=== What the exercise asks ===
Write out a passage from the energy storage article word for word, beginning at "All this studying" and stopping after "make that happen.".

(Beginning of Source document)

This article kicks off a GTM Squared series on the leading U.S. energy storage asset owners. We reported on this topic back in 2017, but that feels like the Jurassic period given how much the sector has advanced since.
The entries are drawn from the Wood Mackenzie Energy Storage Project Database, cross-referenced with original reporting and other public sources. The series examines the leading owners of operational electrochemical energy storage installed in front of the meter. That leaves out batteries at homes and businesses; it also excludes mechanical storage, because that would turn into a roundup of who bought and held onto the most pumped hydro decades ago.
The goal is to understand the strategies, motivations and insights of the major early adopters of battery storage. After counting down the top five, we will examine how forthcoming projects will reshape the leaderboard in the next few years.
Duke Energy’s approach to energy storage has shifted from “watch and learn” to “build and use.”
The company’s regulated utilities spent years testing small batteries in a range of different applications. Now those lessons are informing battery proposals designed to show regulators a clear and calculable benefit. Duke has built or is building systems for distribution and transmission deferral, reliability and backup power, ancillary services, solar shifting, and more. And it’s doing so in states that have no particular policy driver to encourage this technology, such as North and South Carolina, Indiana and Florida.
“Our strategy was to start with smaller investments, get them up and running, and then we can bring some larger projects,” said Zachary Kuznar, managing director for CHP, microgrid and energy storage development on the regulated side.
North Carolina-based Duke Energy is one of the largest U.S. investor-owned utilities, serving electricity through its subsidiaries to nearly 8 million customers in the Southeast and Midwest U.S.
What Duke builds, it owns, and even its early projects launched it into the ranks of leading battery asset owners.
Surprisingly, the company’s biggest battery is one of its oldest: the 36-megawatt/24-megawatt-hour Notrees system at a wind farm in Texas that competitive arm Duke Energy Renewables completed in 2013. The Department of Energy covered half the cost of the $44 million technology demonstration project, and Duke had to replace the original lead acid batteries with lithium-ion. But the system is still delivering frequency regulation as Duke hones its battery bidding strategy.
All this studying is about to transition into an era of increasingly ambitious battery development for Duke.
North Carolina has the second-largest installed solar capacity of any state, generating value for shifting that generation. Duke’s corporate leadership committed to net-zero carbon emissions by 2050. Its plan leans heavily on natural gas, but there’s room for storage to move out of the niche roles supporting remote mountain towns and into a central duty for grid operations. The company says it will spend $600 million in the next five to 10 years to make that happen.

(End of Source document)
(Beginning of Entries supplied)

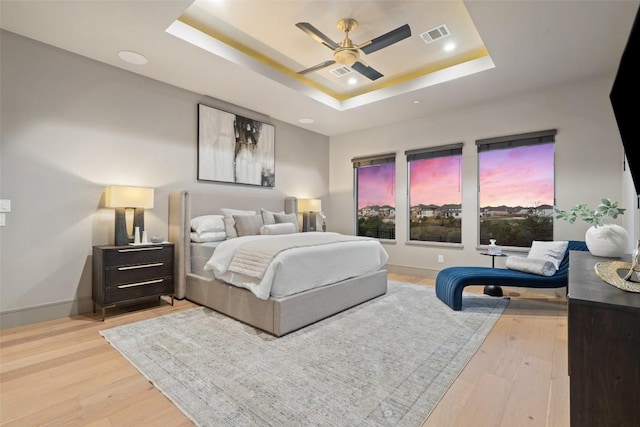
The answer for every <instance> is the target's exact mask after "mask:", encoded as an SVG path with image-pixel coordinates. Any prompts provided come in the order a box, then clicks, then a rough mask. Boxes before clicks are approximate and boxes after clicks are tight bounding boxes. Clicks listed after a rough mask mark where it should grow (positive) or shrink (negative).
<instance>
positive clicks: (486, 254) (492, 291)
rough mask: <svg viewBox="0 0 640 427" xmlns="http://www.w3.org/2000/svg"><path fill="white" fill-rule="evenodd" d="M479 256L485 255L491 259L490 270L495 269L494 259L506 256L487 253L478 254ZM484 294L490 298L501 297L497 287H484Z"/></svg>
mask: <svg viewBox="0 0 640 427" xmlns="http://www.w3.org/2000/svg"><path fill="white" fill-rule="evenodd" d="M480 255H486V256H490V257H491V268H496V257H505V256H507V255H506V254H490V253H489V252H480ZM483 292H484V294H485V295H489V296H491V297H501V296H502V288H501V287H500V286H498V285H486V286H485V287H484V291H483Z"/></svg>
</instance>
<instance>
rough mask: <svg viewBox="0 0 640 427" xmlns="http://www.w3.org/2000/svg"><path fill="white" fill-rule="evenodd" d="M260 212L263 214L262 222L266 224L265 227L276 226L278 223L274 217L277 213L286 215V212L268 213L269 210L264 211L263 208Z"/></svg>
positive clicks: (263, 209)
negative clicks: (267, 225) (273, 216)
mask: <svg viewBox="0 0 640 427" xmlns="http://www.w3.org/2000/svg"><path fill="white" fill-rule="evenodd" d="M260 212H261V213H262V222H264V224H265V225H268V224H275V223H276V220H275V218H274V217H273V214H274V213H277V214H283V213H284V211H282V212H271V211H268V210H266V209H262V208H261V209H260Z"/></svg>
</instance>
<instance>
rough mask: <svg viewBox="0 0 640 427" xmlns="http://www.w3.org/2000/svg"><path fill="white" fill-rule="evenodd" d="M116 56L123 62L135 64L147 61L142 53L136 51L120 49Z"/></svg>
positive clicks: (139, 63)
mask: <svg viewBox="0 0 640 427" xmlns="http://www.w3.org/2000/svg"><path fill="white" fill-rule="evenodd" d="M118 56H119V57H120V59H122V60H123V61H125V62H128V63H129V64H135V65H144V64H146V63H147V62H149V61H147V58H146V57H145V56H144V55H141V54H139V53H138V52H133V51H131V50H121V51H120V52H118Z"/></svg>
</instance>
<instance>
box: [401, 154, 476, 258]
mask: <svg viewBox="0 0 640 427" xmlns="http://www.w3.org/2000/svg"><path fill="white" fill-rule="evenodd" d="M463 147H464V143H462V142H459V143H454V144H448V145H440V146H435V147H424V148H418V149H413V150H407V151H405V153H404V154H405V156H406V159H407V199H406V203H407V217H406V221H407V236H406V240H407V243H410V244H415V243H418V244H437V245H456V246H459V245H461V244H462V219H463V215H462V192H463V188H464V185H463V183H462V150H463ZM453 156H457V157H458V159H459V170H458V186H459V193H460V216H459V218H460V241H459V242H447V241H438V240H420V239H412V238H411V205H412V200H411V162H414V161H419V160H425V159H435V158H440V157H453Z"/></svg>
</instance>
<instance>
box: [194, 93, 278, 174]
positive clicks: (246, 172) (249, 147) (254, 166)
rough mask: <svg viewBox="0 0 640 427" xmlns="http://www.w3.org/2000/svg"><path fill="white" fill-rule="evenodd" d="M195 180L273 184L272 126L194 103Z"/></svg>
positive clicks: (267, 124)
mask: <svg viewBox="0 0 640 427" xmlns="http://www.w3.org/2000/svg"><path fill="white" fill-rule="evenodd" d="M198 180H200V181H217V182H230V183H234V184H245V185H256V186H261V187H275V126H274V125H272V124H269V123H265V122H262V121H259V120H254V119H251V118H248V117H243V116H239V115H237V114H233V113H229V112H227V111H222V110H219V109H217V108H213V107H210V106H208V105H205V104H198Z"/></svg>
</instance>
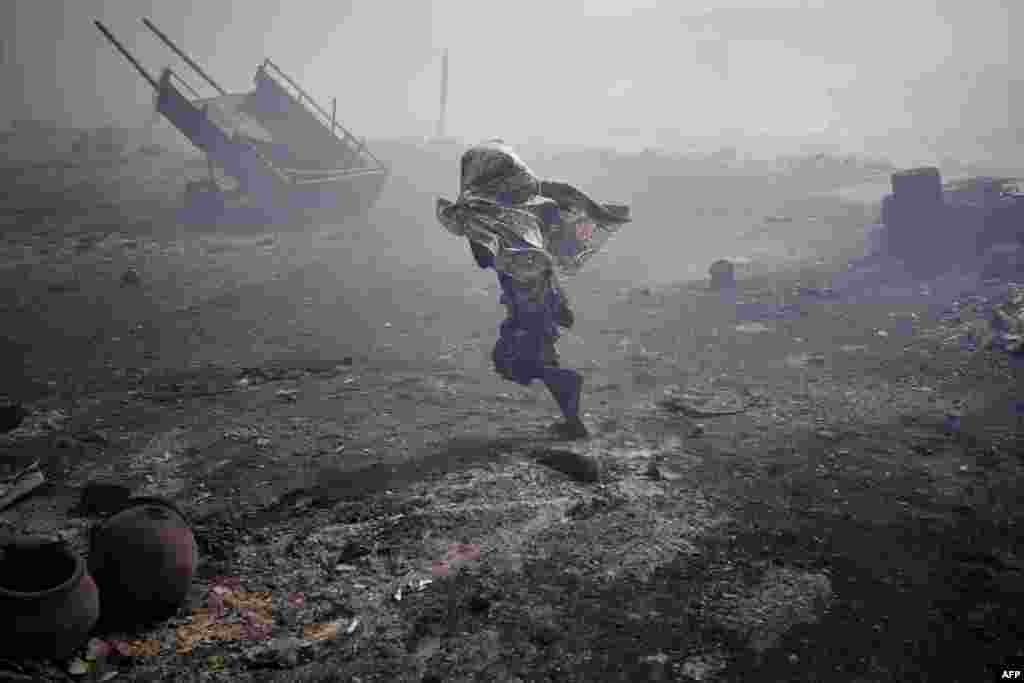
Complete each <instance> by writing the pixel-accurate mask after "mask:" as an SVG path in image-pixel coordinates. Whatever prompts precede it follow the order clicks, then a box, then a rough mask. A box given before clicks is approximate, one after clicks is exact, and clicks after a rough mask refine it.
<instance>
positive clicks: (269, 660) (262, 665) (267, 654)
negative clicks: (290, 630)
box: [246, 638, 309, 669]
mask: <svg viewBox="0 0 1024 683" xmlns="http://www.w3.org/2000/svg"><path fill="white" fill-rule="evenodd" d="M308 646H309V643H308V642H306V641H303V640H301V639H299V638H274V639H273V640H270V641H268V642H267V643H265V644H263V645H258V646H256V647H253V648H251V649H249V650H248V651H247V652H246V661H247V663H248V664H249V665H250V666H251V667H256V668H260V667H265V668H278V669H293V668H295V667H297V666H298V665H299V655H300V653H301V651H302V650H303V649H304V648H306V647H308Z"/></svg>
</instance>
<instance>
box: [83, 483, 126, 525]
mask: <svg viewBox="0 0 1024 683" xmlns="http://www.w3.org/2000/svg"><path fill="white" fill-rule="evenodd" d="M131 495H132V492H131V488H129V487H128V486H125V485H123V484H120V483H114V482H110V481H90V482H88V483H86V484H85V486H83V488H82V496H81V498H80V499H79V507H78V511H79V512H80V513H81V514H82V515H86V516H91V515H108V514H112V513H114V512H117V511H119V510H121V509H122V508H123V507H124V505H125V504H126V503H127V502H128V499H130V498H131Z"/></svg>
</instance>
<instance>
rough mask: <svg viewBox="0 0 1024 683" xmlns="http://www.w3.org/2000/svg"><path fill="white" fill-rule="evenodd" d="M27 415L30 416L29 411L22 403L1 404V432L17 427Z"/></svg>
mask: <svg viewBox="0 0 1024 683" xmlns="http://www.w3.org/2000/svg"><path fill="white" fill-rule="evenodd" d="M27 417H29V412H28V411H26V410H25V408H24V407H23V405H22V404H20V403H6V404H3V405H0V432H9V431H11V430H13V429H17V428H18V426H20V424H22V422H23V421H24V420H25V418H27Z"/></svg>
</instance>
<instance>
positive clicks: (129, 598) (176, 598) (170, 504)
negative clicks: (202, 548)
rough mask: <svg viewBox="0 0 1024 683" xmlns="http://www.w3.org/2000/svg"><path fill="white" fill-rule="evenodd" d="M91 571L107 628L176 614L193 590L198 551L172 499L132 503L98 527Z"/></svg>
mask: <svg viewBox="0 0 1024 683" xmlns="http://www.w3.org/2000/svg"><path fill="white" fill-rule="evenodd" d="M91 542H92V543H91V549H90V553H89V570H90V572H91V573H92V575H93V577H94V578H95V580H96V584H98V586H99V591H100V593H101V594H102V596H103V624H104V626H115V625H117V626H128V625H141V624H146V623H150V622H153V621H155V620H160V618H165V617H167V616H170V615H172V614H173V613H174V612H175V611H176V610H177V608H178V607H179V606H181V604H182V603H183V602H184V600H185V598H186V597H187V595H188V590H189V588H190V587H191V582H193V578H194V577H195V575H196V567H197V565H198V563H199V550H198V548H197V546H196V538H195V537H194V536H193V531H191V528H190V527H189V525H188V520H187V519H186V518H185V516H184V514H183V513H182V512H181V511H180V510H179V509H178V508H177V507H176V506H175V505H174V504H173V503H171V502H170V501H166V500H163V499H159V498H132V499H129V500H128V501H127V502H126V503H125V504H124V506H123V507H122V508H121V510H120V511H119V512H116V513H114V514H113V515H111V516H110V517H108V518H106V519H105V520H103V522H101V523H100V524H99V525H98V526H94V527H93V530H92V538H91Z"/></svg>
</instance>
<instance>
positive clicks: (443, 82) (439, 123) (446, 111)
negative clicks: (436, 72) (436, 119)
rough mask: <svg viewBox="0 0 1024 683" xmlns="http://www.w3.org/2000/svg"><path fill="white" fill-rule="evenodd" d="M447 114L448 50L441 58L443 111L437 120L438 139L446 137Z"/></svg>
mask: <svg viewBox="0 0 1024 683" xmlns="http://www.w3.org/2000/svg"><path fill="white" fill-rule="evenodd" d="M446 113H447V48H445V49H444V54H443V56H441V111H440V116H439V117H438V118H437V137H444V117H445V115H446Z"/></svg>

(End of Entries supplied)

=== Task response ===
All this studying is about to transition into an era of increasingly ambitious battery development for Duke.
North Carolina has the second-largest installed solar capacity of any state, generating value for shifting that generation. Duke’s corporate leadership committed to net-zero carbon emissions by 2050. Its plan leans heavily on natural gas, but there’s room for storage to move out of the niche roles supporting remote mountain towns and into a central duty for grid operations. The company says it will spend $600 million in the next five to 10 years to make that happen.